▸ **Objective**:
Rewrite every line below, requests included, and shift each x and y coordinate in the answers up by 3.

####

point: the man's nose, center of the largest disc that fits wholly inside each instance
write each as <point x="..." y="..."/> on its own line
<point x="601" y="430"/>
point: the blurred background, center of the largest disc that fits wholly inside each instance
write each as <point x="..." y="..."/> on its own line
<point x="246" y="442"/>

####

▸ **Response to the exercise**:
point: the man's nose, center of the largest disc that fits wholly inside each instance
write each as <point x="..." y="..."/> on its own line
<point x="604" y="433"/>
point: the blurred background, center of the largest disc that fits wholly inside each instance
write each as <point x="..." y="..."/> on its own line
<point x="249" y="445"/>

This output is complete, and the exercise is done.